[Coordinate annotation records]

--------

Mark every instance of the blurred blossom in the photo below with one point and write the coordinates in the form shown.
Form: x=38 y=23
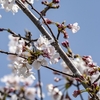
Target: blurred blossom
x=0 y=16
x=30 y=93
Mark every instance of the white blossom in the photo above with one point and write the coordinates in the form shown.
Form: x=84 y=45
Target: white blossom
x=42 y=43
x=40 y=61
x=30 y=93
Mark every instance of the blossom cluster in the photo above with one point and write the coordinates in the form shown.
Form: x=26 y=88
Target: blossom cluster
x=9 y=5
x=19 y=88
x=30 y=55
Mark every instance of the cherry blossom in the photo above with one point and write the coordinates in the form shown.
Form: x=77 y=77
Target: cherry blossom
x=74 y=27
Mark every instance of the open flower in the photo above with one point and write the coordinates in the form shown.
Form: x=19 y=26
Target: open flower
x=40 y=61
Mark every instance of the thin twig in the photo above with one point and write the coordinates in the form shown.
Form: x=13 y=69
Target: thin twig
x=18 y=35
x=43 y=20
x=58 y=71
x=15 y=54
x=39 y=80
x=79 y=90
x=63 y=55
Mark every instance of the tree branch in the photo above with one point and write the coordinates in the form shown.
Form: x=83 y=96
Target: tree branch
x=63 y=55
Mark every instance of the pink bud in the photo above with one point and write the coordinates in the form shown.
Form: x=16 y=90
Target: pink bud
x=56 y=1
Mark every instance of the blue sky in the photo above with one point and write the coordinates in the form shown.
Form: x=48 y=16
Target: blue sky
x=84 y=42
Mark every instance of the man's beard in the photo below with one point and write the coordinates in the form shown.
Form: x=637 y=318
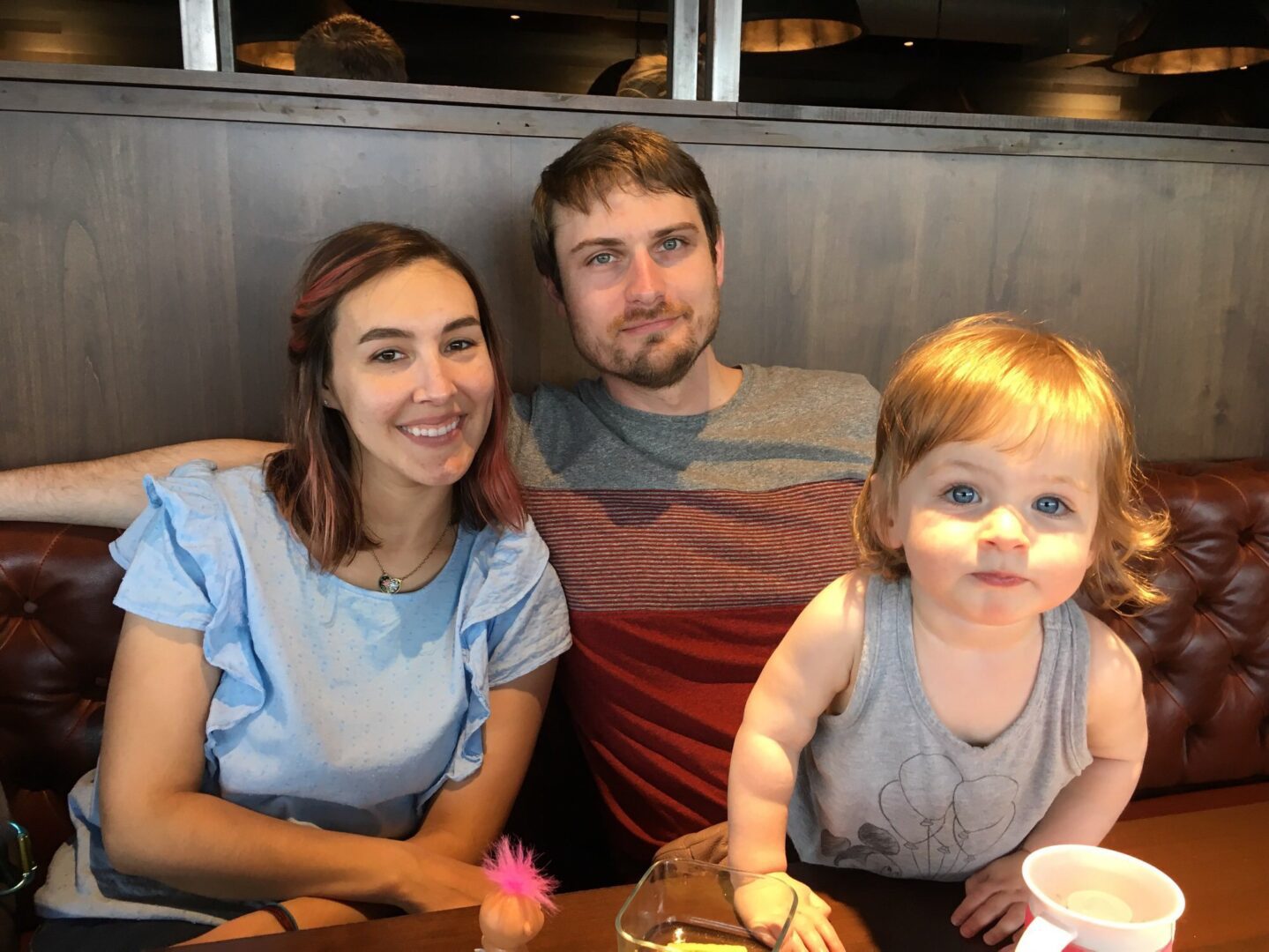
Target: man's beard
x=650 y=368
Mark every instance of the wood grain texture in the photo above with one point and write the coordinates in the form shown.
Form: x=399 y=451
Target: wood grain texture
x=1220 y=859
x=147 y=260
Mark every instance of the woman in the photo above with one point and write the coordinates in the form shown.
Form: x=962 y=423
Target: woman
x=332 y=672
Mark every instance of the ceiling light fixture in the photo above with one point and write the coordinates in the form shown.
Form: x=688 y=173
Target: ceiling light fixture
x=1193 y=35
x=775 y=26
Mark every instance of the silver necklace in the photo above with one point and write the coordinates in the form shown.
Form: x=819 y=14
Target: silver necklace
x=391 y=584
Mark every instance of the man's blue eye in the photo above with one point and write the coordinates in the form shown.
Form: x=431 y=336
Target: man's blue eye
x=962 y=495
x=1051 y=506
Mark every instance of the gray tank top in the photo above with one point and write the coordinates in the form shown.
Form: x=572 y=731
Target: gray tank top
x=885 y=786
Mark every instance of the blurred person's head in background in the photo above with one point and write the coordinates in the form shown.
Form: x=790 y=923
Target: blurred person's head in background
x=347 y=47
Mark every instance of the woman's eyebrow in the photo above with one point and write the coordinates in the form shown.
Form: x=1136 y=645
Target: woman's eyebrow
x=381 y=333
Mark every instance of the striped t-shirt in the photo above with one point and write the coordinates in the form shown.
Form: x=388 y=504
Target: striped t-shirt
x=687 y=546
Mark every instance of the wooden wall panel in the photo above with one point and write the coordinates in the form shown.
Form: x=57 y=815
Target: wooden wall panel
x=146 y=263
x=118 y=295
x=1158 y=264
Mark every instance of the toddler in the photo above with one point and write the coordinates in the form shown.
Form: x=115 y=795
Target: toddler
x=948 y=708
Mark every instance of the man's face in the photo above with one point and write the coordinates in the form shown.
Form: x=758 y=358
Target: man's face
x=639 y=286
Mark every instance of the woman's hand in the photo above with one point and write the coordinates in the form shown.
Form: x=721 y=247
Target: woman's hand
x=763 y=906
x=430 y=880
x=995 y=894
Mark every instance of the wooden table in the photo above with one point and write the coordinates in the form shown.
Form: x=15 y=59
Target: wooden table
x=1219 y=857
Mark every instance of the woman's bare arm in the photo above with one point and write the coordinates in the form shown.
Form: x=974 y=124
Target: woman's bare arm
x=108 y=492
x=156 y=823
x=462 y=821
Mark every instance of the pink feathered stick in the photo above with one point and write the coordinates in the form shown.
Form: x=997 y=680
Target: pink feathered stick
x=511 y=914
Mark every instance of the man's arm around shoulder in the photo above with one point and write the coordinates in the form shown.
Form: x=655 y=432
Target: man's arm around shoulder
x=108 y=492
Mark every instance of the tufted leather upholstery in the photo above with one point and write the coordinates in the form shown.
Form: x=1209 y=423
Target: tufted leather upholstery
x=1205 y=656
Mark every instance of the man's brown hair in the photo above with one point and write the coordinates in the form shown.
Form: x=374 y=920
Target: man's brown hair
x=623 y=156
x=347 y=47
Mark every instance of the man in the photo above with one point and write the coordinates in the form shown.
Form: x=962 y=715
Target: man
x=691 y=509
x=347 y=47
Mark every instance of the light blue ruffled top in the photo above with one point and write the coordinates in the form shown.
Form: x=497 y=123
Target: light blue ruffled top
x=337 y=706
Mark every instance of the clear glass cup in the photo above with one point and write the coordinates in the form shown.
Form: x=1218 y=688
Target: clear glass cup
x=685 y=900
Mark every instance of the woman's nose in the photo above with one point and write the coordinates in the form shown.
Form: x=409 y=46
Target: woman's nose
x=433 y=383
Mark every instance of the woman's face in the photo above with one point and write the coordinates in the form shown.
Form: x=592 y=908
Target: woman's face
x=411 y=374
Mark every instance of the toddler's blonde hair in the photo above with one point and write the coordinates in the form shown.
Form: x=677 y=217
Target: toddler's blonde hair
x=982 y=376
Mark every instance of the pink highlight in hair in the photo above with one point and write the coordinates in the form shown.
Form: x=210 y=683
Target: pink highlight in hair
x=513 y=868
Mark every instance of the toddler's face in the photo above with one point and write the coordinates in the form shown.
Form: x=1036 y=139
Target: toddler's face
x=997 y=534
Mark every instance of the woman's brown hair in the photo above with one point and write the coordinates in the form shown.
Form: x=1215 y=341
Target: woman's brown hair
x=312 y=478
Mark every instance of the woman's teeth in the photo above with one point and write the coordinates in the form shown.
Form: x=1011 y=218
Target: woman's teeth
x=430 y=430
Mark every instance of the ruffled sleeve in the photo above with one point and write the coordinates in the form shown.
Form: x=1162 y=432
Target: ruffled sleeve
x=529 y=633
x=511 y=619
x=184 y=567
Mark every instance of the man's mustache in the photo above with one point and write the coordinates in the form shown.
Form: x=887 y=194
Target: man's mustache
x=641 y=316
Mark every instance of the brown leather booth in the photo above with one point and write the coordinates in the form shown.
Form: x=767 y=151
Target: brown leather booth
x=1205 y=657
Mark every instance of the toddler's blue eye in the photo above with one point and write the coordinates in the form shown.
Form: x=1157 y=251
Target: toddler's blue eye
x=962 y=495
x=1051 y=506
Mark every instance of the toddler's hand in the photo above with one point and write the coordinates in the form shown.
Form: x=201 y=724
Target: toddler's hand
x=763 y=905
x=995 y=894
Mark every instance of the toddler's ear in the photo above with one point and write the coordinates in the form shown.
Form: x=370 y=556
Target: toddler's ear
x=882 y=515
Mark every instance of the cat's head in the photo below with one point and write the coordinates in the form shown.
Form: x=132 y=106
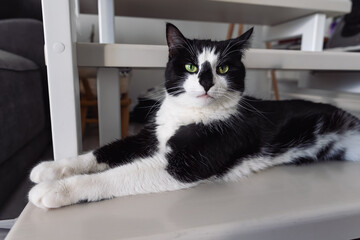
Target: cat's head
x=201 y=72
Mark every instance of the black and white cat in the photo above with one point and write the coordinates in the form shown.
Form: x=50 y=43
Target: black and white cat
x=204 y=130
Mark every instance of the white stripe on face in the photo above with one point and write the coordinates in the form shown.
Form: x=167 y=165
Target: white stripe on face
x=192 y=86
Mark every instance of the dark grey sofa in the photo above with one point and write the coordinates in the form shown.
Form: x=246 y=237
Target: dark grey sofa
x=24 y=115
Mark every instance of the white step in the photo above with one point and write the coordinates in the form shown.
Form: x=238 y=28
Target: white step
x=156 y=56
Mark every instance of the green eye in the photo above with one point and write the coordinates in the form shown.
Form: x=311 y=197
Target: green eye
x=190 y=68
x=223 y=69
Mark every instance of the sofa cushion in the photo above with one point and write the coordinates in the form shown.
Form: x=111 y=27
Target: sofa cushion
x=22 y=114
x=12 y=62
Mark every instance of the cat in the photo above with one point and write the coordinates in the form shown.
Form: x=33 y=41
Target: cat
x=206 y=129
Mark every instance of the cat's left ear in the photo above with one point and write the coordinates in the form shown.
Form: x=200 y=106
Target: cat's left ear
x=243 y=40
x=174 y=38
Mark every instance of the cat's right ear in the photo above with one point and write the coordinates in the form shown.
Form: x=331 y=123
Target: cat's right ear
x=174 y=38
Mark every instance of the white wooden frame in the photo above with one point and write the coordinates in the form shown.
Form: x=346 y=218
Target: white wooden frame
x=311 y=29
x=60 y=55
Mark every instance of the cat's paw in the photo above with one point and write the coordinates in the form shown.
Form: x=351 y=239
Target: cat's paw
x=48 y=195
x=51 y=170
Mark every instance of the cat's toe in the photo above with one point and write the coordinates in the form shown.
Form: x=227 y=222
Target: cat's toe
x=47 y=195
x=49 y=171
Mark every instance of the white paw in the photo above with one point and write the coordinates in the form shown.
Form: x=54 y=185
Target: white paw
x=51 y=170
x=53 y=194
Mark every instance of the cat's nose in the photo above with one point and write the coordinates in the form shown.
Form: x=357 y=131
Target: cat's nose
x=207 y=84
x=206 y=76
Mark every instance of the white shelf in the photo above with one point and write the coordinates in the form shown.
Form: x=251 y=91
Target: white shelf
x=237 y=11
x=156 y=56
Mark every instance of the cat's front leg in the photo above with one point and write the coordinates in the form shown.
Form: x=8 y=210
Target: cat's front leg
x=111 y=155
x=142 y=176
x=54 y=170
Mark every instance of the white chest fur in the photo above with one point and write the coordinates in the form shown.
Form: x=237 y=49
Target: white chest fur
x=173 y=114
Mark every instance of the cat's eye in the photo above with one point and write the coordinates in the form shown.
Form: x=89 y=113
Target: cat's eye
x=190 y=68
x=223 y=69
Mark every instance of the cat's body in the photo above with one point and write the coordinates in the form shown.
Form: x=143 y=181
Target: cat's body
x=204 y=130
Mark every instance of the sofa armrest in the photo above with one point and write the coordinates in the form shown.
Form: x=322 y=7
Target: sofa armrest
x=23 y=37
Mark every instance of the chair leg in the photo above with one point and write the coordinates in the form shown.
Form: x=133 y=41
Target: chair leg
x=273 y=78
x=230 y=31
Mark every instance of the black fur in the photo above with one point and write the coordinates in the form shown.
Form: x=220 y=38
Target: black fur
x=260 y=129
x=125 y=151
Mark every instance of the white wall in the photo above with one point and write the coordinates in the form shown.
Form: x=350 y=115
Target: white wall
x=152 y=31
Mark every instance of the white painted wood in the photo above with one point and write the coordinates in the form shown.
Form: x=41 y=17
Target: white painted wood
x=155 y=56
x=311 y=29
x=108 y=81
x=108 y=88
x=262 y=12
x=7 y=223
x=60 y=53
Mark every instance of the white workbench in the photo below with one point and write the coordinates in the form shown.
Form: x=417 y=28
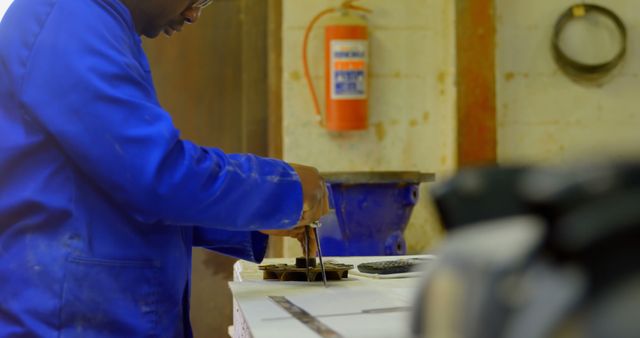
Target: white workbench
x=339 y=306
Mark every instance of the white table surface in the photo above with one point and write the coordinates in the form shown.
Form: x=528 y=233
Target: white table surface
x=338 y=306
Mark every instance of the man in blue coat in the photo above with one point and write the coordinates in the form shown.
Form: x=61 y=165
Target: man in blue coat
x=100 y=199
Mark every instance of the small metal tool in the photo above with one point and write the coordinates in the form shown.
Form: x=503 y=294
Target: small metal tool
x=315 y=225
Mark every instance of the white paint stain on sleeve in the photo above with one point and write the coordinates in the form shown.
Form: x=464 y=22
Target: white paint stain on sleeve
x=4 y=5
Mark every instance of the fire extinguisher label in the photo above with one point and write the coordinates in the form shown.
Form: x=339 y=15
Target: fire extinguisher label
x=349 y=60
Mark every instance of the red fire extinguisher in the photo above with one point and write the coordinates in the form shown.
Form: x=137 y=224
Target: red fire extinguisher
x=346 y=46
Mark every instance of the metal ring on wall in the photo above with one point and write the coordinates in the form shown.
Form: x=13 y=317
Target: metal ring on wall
x=583 y=72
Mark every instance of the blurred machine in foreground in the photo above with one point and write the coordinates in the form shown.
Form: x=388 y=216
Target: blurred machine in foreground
x=369 y=212
x=536 y=253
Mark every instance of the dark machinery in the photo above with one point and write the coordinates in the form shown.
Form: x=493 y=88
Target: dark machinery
x=536 y=253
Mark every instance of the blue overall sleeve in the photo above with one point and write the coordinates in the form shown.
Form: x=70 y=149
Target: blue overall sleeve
x=99 y=106
x=248 y=245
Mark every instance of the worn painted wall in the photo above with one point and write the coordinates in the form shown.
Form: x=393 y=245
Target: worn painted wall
x=412 y=107
x=542 y=115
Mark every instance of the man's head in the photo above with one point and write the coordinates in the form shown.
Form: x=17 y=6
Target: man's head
x=152 y=17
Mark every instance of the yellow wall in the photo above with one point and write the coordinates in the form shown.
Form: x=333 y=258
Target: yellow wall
x=412 y=107
x=542 y=115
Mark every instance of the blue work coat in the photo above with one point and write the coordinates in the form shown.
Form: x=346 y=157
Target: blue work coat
x=100 y=199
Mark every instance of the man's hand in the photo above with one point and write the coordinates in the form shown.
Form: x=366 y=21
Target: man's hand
x=314 y=194
x=315 y=204
x=297 y=233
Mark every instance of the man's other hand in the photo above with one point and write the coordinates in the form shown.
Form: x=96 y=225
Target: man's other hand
x=314 y=193
x=297 y=233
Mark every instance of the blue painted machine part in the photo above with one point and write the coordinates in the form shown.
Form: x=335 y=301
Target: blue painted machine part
x=368 y=218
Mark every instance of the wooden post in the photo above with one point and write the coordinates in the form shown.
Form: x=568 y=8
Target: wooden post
x=475 y=47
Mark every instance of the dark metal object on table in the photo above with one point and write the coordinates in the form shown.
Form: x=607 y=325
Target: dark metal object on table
x=290 y=272
x=583 y=72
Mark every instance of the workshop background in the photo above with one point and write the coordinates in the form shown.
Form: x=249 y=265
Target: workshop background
x=453 y=84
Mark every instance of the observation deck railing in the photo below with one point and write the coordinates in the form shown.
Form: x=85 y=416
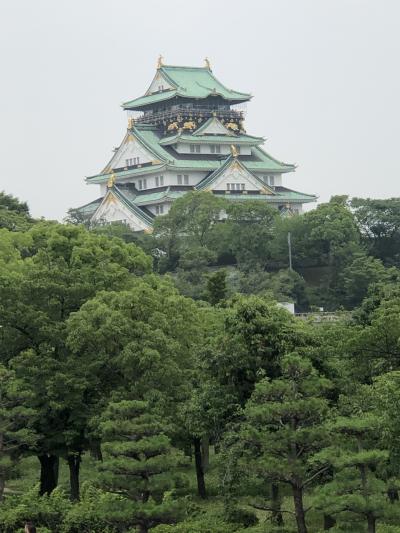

--------

● **Required work**
Repeat the records starting at the line that contains "Mark every instance of the ruffled" and ending at the line that contains "x=184 y=567", with "ruffled sleeve" renamed to "gathered sleeve" and nothing else changed.

● **Exercise output**
Mark every instance of the gathered sleeve in the photo above with one point and write the coordinates in the form shown.
Form: x=1162 y=432
Target: gathered sleeve
x=529 y=633
x=511 y=619
x=184 y=567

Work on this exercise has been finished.